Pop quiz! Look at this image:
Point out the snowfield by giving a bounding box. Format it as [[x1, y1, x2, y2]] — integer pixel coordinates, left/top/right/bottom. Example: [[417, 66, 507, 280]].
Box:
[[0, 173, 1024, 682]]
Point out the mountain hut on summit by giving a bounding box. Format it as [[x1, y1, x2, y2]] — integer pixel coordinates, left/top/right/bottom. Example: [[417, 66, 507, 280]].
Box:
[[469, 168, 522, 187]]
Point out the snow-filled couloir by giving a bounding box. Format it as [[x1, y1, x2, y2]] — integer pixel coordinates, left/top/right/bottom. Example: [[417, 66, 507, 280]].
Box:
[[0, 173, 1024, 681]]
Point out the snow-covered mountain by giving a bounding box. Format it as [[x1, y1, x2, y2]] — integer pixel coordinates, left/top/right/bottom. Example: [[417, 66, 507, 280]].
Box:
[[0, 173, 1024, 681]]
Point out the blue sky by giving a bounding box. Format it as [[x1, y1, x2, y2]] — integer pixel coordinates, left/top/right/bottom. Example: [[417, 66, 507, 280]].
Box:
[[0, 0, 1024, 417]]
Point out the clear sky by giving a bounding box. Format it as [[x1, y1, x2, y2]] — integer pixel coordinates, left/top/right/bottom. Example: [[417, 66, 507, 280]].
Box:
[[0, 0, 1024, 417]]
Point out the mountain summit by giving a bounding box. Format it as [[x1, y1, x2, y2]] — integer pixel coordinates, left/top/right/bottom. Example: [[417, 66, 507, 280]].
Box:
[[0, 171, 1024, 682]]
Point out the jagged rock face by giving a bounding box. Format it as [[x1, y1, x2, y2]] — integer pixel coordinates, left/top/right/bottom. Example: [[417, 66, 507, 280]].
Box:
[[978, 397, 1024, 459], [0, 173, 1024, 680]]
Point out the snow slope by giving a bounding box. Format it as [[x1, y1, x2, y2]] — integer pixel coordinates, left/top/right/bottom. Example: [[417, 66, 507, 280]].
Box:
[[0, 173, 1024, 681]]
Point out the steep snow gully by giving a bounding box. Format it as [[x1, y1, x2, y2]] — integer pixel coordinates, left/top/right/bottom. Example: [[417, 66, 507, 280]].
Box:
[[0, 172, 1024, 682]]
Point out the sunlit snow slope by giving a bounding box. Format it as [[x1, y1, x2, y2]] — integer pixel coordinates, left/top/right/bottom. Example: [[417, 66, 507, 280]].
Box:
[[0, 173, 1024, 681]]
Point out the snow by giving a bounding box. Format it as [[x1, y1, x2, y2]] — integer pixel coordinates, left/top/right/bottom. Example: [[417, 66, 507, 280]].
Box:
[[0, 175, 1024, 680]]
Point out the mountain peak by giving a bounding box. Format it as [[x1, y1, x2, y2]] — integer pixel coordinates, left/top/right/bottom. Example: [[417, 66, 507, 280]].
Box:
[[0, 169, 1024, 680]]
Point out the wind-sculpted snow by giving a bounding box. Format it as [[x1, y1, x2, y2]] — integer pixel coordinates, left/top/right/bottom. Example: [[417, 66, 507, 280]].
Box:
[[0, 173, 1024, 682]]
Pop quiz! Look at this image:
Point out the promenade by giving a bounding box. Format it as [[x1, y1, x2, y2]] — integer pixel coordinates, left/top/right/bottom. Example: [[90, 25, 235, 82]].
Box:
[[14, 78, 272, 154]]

────────────────────────────────────────

# PROBLEM REQUIREMENTS
Please print every one of the entries above again, word for word and in the same order.

# ANSWER TO THE EXERCISE
Pop quiz! Look at this image:
Point out the snowfield by giving a bounding box. Format it as [[x1, y1, x2, y2]] — integer pixel coordinates, left/top/right/bottom. Example: [[417, 66, 507, 280]].
Box:
[[0, 173, 1024, 682]]
Point out the mountain hut on summit by giving a bounding box. Format it as [[x1, y1, x2, y2]] — integer pixel coordinates, left/top/right/bottom. Example: [[417, 66, 507, 280]].
Box:
[[469, 168, 522, 187]]
Point out the snow-filled couloir by giving a bounding box. Format it as [[x1, y1, x2, y2]] — integer pixel coordinates, left/top/right/bottom. Example: [[417, 66, 507, 280]].
Box:
[[0, 173, 1024, 681]]
Point out the snow-covered mountain by giving a bounding box. Format it as [[x1, y1, x2, y2]] — integer pixel coordinates, left/top/right/bottom. Example: [[417, 66, 507, 280]].
Box:
[[0, 173, 1024, 681]]
Point out the blue sky by giving a bounding box. Format it as [[x1, y1, x2, y2]] — integer pixel coordinates, left/top/right/bottom. Example: [[417, 66, 507, 280]].
Box:
[[0, 0, 1024, 417]]
Point out the clear sky by giving a bounding box. Format it as [[x1, y1, x2, y2]] — integer pixel coordinates, left/top/right/bottom. Example: [[417, 66, 507, 280]].
Box:
[[0, 0, 1024, 417]]
Point out the mountain summit by giving a bounding box. Format it as [[x1, y1, x2, y2]] — integer pixel coordinates, left/top/right/bottom. Example: [[417, 66, 507, 280]].
Box:
[[0, 171, 1024, 682]]
Point out the jagged rock face by giving a bounding box. Format it as [[x1, y1, x2, y2]] — integer pixel coordinates, left/top/right/bottom. Example: [[417, 66, 507, 280]].
Box:
[[978, 397, 1024, 459], [0, 173, 1024, 680]]
Point out the snow slope by giving a bounding box. Format it as [[x1, y1, x2, y2]] — integer pixel coordinates, left/top/right/bottom. Example: [[417, 66, 507, 280]].
Box:
[[0, 173, 1024, 681]]
Point out the steep snow gully by giving a bounding box. Format it as [[x1, y1, x2, y2]] — integer pixel coordinates, left/top/right/bottom. Example: [[417, 66, 507, 280]].
Box:
[[0, 172, 1024, 682]]
Point out the sunlit snow slope by giving a bounding box. Format it as [[x1, y1, x2, y2]] — integer pixel coordinates, left/top/right/bottom. Example: [[417, 66, 507, 280]].
Box:
[[0, 173, 1024, 681]]
Point out the snow by giving a bounding box. Format it as [[x1, y1, x2, y2]] — integer pixel coordinates, left/top/right/bottom. Example: [[417, 66, 507, 280]].
Box:
[[0, 175, 1024, 680]]
Point out the mountain peak by giving a bounding box. Format it as [[x1, y1, x2, y2]] — integer pixel coordinates, left/top/right/bottom. Example: [[417, 66, 507, 280]].
Box:
[[0, 169, 1024, 680]]
Point out the wind-sculpted snow by giving a bounding box. Format it as [[x1, y1, x2, y2]] — integer pixel coordinates, left/top/right/bottom. Example: [[417, 66, 507, 280]].
Box:
[[0, 173, 1024, 682]]
Pop quiz! Look at this image:
Point out the promenade by giving a bounding box. Format it as [[x1, y1, x2, y2]] — integer pixel coordinates, left/top/right/bottom. Example: [[90, 25, 235, 82]].
Box:
[[14, 78, 272, 154]]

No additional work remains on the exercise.